** Start of Text **

Art of Loving Advice

Question:
I'm not sure if this is the kind of thing you handle but I
need some advice. My name is M and I am 21 yrs
old, I still live with my mother and I have been with my boyfriend
for almost 4 years, his name is J. The problem is that my mother
cannot stand him, I don't understand why because he is very good
to me, he takes me out, he does everything I ask him to and he is
very faithful to me, he's even great to my mother, he paid for her
divorce and paid almost all our bills for 6-8 months so my mother
wouldn't have to work for a while. After that she finely found a
job and after her car got repoed he took her to work everyday in
his brand new car and never once asked or received any money for
gas. He even take's her out with us sometimes. She does say very
hateful things about him and it hurts me very bad, I've told J
the things she says about him and it hurts him but it still helps
her anyway. I'm telling you all this to help you understand my
problem so that maybe you can help me. About 2 yrs ago we decided
to get married and we started to plan the wedding and we stared
buying things and we didn't tell my mother right away, well one day I came
home a little late and she was upset and we started arguing and
one thing lead to another and I told her, then she started crying
and telling me how much I was hurting her and I was making the biggest
mistake of my life, then a little later she told me that she wanted
to be a part of it and we could live with her for a while until
we got through with school and saved some money, then about a month
later she said that we couldn't live there and she never wanted to see
me ever again, at least while I was with him. So I thought it would be
best if I just called the whole thing off, so I did and now here I am.

** End of Text **
** Start of Provided information **

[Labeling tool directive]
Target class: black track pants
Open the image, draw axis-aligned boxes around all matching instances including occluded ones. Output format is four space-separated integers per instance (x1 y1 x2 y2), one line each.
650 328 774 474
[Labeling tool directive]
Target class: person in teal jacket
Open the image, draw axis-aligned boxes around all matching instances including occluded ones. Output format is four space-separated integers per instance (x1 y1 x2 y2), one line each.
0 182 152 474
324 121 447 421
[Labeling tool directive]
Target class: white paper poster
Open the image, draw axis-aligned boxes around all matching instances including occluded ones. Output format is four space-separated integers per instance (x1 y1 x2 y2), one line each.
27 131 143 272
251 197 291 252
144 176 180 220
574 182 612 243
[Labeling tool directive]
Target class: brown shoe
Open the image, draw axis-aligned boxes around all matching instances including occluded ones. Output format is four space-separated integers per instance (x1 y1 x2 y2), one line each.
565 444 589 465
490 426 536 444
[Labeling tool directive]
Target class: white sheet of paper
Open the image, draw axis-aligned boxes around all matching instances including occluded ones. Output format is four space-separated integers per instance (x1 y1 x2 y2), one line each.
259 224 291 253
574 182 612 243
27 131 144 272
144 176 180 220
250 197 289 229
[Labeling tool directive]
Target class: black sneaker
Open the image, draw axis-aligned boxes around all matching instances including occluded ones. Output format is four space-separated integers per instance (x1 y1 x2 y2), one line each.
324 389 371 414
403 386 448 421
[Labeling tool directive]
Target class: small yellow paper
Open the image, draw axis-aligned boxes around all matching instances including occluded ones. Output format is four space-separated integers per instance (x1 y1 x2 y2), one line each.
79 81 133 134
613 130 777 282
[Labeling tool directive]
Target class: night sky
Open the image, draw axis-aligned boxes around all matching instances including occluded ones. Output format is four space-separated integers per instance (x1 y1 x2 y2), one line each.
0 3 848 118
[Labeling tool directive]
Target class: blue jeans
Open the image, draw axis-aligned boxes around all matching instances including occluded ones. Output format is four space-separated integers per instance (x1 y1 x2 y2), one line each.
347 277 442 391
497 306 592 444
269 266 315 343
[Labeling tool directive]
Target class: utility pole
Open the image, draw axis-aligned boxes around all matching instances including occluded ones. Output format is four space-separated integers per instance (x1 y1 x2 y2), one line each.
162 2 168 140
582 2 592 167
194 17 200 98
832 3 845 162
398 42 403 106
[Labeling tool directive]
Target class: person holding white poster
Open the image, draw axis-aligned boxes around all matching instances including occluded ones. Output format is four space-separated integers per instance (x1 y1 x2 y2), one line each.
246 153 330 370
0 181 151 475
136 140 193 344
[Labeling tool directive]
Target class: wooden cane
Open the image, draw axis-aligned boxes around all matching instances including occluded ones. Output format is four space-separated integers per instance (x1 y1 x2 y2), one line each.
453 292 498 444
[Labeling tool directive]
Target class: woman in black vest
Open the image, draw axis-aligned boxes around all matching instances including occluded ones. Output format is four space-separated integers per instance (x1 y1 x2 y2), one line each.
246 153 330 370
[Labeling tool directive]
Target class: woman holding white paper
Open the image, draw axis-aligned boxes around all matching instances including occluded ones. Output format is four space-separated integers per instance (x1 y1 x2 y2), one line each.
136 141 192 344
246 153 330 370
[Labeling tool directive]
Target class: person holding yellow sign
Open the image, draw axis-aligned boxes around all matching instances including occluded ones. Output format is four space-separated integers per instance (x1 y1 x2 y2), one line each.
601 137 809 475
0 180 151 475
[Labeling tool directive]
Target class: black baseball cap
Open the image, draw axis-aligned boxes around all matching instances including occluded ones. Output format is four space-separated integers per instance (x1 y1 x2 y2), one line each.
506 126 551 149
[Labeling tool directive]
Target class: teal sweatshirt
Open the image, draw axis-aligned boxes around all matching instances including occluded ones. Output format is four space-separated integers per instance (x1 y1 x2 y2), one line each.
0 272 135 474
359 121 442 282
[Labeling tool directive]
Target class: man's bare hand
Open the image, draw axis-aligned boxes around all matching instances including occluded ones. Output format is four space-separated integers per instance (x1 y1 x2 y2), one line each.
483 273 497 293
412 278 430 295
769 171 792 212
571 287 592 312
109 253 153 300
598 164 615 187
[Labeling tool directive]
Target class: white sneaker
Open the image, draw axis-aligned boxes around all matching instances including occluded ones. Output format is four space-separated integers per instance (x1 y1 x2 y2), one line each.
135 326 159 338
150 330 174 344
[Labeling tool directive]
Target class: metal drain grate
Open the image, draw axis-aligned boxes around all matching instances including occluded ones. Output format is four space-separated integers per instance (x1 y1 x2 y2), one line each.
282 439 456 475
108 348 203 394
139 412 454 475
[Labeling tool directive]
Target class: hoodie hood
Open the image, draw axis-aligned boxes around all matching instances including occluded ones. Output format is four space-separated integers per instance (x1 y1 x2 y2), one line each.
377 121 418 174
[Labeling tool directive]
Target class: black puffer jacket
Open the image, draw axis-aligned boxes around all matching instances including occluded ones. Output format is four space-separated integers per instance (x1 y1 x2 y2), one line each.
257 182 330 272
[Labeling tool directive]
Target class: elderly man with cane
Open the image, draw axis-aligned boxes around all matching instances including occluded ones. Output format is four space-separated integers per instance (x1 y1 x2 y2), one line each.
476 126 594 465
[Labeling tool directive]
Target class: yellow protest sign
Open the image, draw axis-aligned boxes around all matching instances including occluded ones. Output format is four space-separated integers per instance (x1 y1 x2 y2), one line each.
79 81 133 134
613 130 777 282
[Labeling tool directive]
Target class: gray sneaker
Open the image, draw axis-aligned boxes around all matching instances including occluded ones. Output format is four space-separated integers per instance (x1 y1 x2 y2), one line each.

** End of Provided information **

__Exercises to complete__.
• A. Duplicate the advice letter in its entirety, word for word.
• B. Show each line of the rows that contains the string "white", treating uppercase and lowercase as distinct.
The advice letter and the rows are independent pieces of material.

__Outputs for the tasks__.
• A.
Art of Loving Advice

Question:
I'm not sure if this is the kind of thing you handle but I
need some advice. My name is M and I am 21 yrs
old, I still live with my mother and I have been with my boyfriend
for almost 4 years, his name is J. The problem is that my mother
cannot stand him, I don't understand why because he is very good
to me, he takes me out, he does everything I ask him to and he is
very faithful to me, he's even great to my mother, he paid for her
divorce and paid almost all our bills for 6-8 months so my mother
wouldn't have to work for a while. After that she finely found a
job and after her car got repoed he took her to work everyday in
his brand new car and never once asked or received any money for
gas. He even take's her out with us sometimes. She does say very
hateful things about him and it hurts me very bad, I've told J
the things she says about him and it hurts him but it still helps
her anyway. I'm telling you all this to help you understand my
problem so that maybe you can help me. About 2 yrs ago we decided
to get married and we started to plan the wedding and we stared
buying things and we didn't tell my mother right away, well one day I came
home a little late and she was upset and we started arguing and
one thing lead to another and I told her, then she started crying
and telling me how much I was hurting her and I was making the biggest
mistake of my life, then a little later she told me that she wanted
to be a part of it and we could live with her for a while until
we got through with school and saved some money, then about a month
later she said that we couldn't live there and she never wanted to see
me ever again, at least while I was with him. So I thought it would be
best if I just called the whole thing off, so I did and now here I am.

• B.
Target class: white paper poster
Target class: white sheet of paper
Target class: person holding white poster
Target class: woman holding white paper
Target class: white sneaker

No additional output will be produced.